§ Things to do
1/ Answer these questions from the passage on the digital industry, one answer per line, marked like the questions:
(a) What must digital be keenly focused on to succeed in today's climate?
(b) Which two key trends define the commercial landscape?
(c) In the 1990s, what influenced consumers' decisions?
2/ Summarize the passage on the digital industry in two sentences.

=== Extract ===

As the digital industry, we are the custodians of change. We introduce the tools that have the potential to bring exponential levels of growth, efficiency and engagement to our businesses. However, digital alone is not the cure-all for every business problem. In order for digital to succeed in today’s climate, it has to be keenly focused on consumer and employee needs.
Our commercial landscape can be defined by, two key trends, decentralisation of power and the democratisation of knowledge. The government and large organisations are losing their grip on power, the power is squarely in the consumer hands. In the 1960’s, 1970’s and 1980’s, consumers made decisions based on which brands grabbed their attention. In the 1990’s the decision became influenced by both attention and time spent with a product or service. Today, consumers are most swayed by experience – this is a process of understanding the brand and trusting it to perform a specific purpose before purchasing it.

=== Records provided ===

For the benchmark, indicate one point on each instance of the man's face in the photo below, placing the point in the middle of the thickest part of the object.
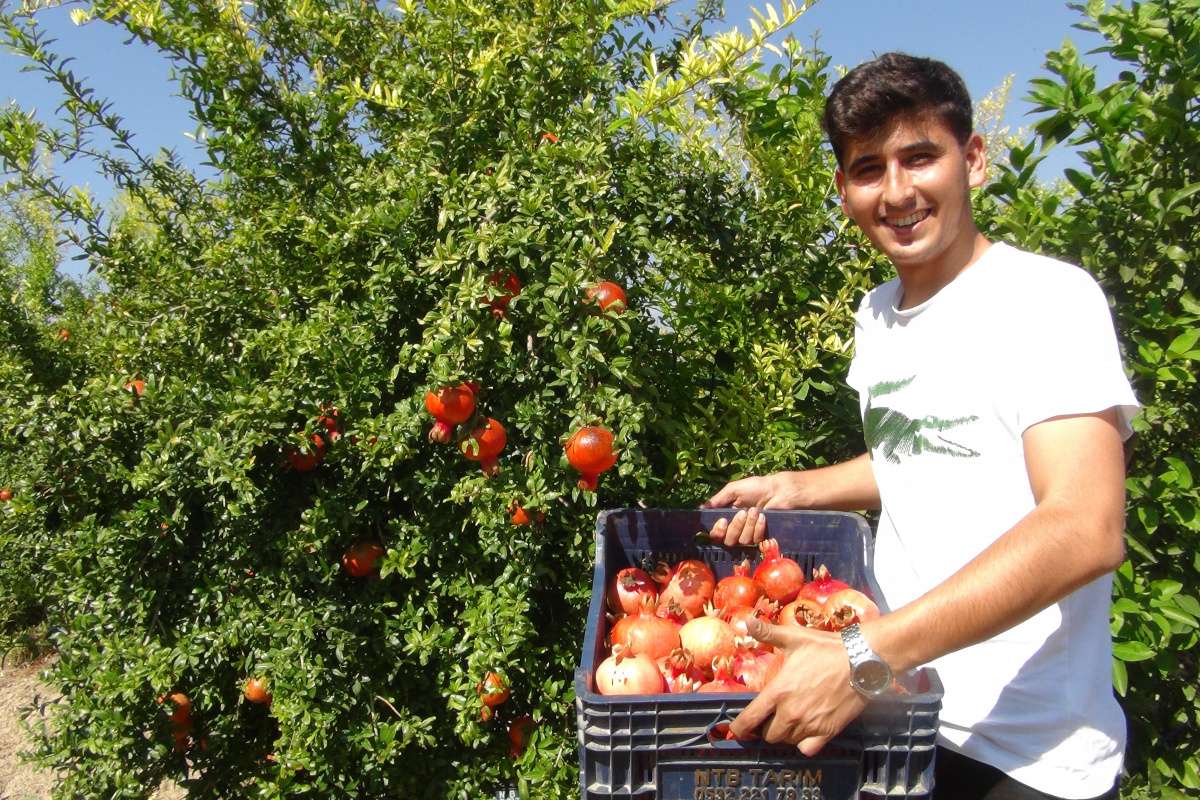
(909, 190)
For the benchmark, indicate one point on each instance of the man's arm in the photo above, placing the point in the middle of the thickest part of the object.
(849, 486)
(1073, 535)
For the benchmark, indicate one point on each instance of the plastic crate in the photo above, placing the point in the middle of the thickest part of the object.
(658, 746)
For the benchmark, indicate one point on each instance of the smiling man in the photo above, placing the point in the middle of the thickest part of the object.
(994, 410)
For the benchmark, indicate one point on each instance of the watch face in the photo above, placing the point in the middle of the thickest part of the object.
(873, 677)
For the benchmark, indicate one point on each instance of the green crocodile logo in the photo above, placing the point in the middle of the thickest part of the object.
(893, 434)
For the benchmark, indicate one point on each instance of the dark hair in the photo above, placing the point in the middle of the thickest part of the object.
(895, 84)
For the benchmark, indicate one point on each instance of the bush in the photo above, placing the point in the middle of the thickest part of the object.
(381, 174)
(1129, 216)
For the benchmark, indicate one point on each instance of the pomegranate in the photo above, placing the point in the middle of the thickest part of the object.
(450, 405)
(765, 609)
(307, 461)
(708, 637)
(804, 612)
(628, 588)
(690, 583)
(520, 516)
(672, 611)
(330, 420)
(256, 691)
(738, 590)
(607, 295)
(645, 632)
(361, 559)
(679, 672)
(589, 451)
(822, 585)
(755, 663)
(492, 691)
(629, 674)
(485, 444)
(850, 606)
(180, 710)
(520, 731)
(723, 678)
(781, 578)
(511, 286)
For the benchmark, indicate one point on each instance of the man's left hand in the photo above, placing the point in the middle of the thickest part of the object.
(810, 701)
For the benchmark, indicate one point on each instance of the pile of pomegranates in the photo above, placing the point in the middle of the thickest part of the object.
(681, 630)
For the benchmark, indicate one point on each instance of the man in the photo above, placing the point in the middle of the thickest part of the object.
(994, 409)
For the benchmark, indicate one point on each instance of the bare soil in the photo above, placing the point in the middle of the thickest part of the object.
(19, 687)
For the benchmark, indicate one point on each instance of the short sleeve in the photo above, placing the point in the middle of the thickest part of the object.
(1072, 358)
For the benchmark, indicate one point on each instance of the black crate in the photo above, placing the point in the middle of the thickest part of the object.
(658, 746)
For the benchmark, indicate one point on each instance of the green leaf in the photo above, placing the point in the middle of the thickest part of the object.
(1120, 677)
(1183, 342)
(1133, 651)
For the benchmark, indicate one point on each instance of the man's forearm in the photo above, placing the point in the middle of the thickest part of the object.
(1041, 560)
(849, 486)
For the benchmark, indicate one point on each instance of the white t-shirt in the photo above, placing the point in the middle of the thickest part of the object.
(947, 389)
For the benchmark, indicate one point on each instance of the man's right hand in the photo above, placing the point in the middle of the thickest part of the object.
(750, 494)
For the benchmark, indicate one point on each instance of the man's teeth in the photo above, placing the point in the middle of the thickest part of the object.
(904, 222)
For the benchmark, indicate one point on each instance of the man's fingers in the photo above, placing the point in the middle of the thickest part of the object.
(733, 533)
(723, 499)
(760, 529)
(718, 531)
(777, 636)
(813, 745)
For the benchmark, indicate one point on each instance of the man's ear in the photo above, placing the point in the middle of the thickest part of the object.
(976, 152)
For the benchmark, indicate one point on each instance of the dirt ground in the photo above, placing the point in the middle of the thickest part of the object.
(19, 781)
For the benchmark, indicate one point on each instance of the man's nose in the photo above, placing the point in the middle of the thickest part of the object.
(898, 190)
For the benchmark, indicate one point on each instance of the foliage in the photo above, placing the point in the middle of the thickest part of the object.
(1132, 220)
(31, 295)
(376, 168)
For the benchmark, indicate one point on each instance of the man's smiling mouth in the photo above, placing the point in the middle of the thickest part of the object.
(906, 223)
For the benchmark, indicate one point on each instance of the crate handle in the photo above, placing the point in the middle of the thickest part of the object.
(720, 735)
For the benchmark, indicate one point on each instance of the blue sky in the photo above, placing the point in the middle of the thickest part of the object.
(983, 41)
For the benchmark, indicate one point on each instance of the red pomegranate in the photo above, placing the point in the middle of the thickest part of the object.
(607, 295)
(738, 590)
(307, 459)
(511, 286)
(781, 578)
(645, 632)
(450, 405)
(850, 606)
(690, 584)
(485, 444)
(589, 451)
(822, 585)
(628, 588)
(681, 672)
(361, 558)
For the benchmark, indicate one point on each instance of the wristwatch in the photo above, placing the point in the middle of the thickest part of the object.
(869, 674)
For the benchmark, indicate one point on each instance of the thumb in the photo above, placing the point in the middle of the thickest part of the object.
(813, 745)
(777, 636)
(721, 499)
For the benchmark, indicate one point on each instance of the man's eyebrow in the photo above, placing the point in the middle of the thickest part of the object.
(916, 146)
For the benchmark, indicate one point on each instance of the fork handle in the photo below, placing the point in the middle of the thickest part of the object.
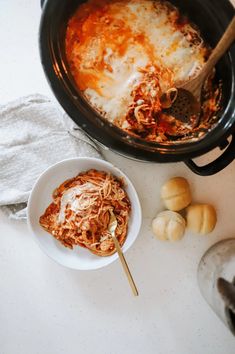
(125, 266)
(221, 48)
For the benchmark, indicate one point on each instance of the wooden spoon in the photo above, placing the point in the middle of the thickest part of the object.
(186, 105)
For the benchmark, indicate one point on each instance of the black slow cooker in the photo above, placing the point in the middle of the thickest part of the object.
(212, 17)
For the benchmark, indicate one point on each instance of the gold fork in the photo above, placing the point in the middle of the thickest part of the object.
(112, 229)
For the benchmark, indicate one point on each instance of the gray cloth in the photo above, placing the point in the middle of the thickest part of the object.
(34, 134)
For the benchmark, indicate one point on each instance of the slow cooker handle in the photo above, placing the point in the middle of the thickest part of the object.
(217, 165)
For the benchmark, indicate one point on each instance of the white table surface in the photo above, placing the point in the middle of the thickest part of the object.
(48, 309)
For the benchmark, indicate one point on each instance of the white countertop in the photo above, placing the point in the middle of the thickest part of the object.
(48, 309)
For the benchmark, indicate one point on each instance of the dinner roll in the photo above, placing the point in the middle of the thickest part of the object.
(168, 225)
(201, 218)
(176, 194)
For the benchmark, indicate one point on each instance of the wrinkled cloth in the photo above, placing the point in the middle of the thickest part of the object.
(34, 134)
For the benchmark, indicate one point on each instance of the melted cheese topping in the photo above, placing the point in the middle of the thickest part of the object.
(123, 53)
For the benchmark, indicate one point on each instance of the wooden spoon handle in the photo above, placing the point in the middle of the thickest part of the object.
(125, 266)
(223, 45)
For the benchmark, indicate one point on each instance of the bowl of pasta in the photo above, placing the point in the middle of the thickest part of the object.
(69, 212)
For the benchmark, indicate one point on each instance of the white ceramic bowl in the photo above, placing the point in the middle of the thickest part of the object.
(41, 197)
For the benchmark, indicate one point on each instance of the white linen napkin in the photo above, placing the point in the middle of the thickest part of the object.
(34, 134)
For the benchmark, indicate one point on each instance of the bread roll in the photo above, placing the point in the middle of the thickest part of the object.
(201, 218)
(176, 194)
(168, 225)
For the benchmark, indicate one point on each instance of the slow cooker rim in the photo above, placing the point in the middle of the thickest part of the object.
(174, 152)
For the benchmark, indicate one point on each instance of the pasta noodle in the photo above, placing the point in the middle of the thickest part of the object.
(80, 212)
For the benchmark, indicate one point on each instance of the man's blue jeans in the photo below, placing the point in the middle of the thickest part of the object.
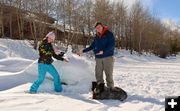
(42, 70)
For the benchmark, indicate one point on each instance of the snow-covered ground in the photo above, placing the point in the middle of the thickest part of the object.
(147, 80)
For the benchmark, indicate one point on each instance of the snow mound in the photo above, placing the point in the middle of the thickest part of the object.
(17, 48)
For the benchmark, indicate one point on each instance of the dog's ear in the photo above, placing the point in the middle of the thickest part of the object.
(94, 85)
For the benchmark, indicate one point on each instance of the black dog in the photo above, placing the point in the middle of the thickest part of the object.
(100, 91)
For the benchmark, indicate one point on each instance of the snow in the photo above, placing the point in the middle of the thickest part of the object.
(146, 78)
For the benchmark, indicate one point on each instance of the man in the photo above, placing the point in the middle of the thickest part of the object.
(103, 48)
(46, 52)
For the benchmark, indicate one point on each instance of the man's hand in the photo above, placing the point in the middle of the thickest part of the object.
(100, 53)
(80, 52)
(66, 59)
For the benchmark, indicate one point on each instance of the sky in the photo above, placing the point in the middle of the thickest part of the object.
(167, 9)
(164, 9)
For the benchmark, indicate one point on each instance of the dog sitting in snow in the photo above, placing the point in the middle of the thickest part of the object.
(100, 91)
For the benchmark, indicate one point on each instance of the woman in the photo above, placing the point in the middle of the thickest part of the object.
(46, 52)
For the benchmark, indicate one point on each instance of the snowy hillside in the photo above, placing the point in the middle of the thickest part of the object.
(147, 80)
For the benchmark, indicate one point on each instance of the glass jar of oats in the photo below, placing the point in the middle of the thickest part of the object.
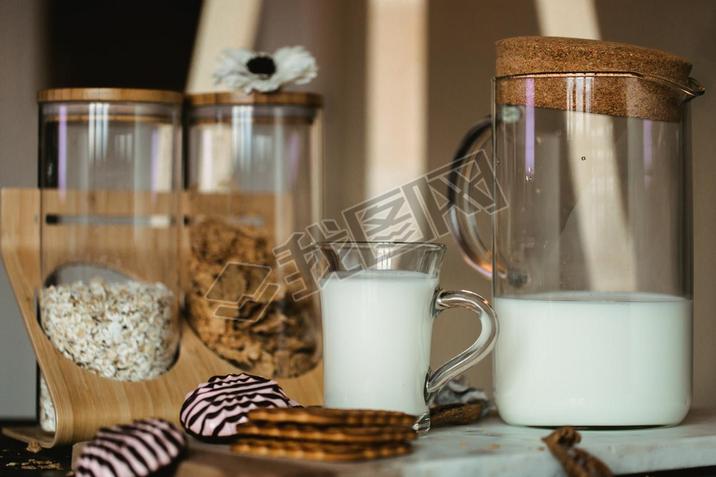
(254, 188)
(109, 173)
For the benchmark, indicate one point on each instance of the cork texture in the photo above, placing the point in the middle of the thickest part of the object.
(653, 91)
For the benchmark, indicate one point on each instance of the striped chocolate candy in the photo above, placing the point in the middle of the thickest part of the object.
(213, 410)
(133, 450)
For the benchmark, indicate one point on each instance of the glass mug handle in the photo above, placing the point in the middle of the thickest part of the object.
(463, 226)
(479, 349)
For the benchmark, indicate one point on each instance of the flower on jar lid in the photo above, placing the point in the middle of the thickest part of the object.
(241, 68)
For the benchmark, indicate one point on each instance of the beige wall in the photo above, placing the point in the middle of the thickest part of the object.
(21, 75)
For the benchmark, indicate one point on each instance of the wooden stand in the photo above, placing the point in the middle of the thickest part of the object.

===

§ Task results
1/
(a) Consumer and employee needs.
(b) The decentralization of power and the democratization of knowledge.
(c) Both attention and time spent with a product or service.

2/ The digital industry introduces tools that can bring great growth, efficiency and engagement, but digital is not a cure-all and must be keenly focused on consumer and employee needs to succeed. With power shifting to consumers through decentralization of power and democratization of knowledge, purchasing decisions that once rested on attention, and later on attention and time spent with a product, are now most swayed by experience.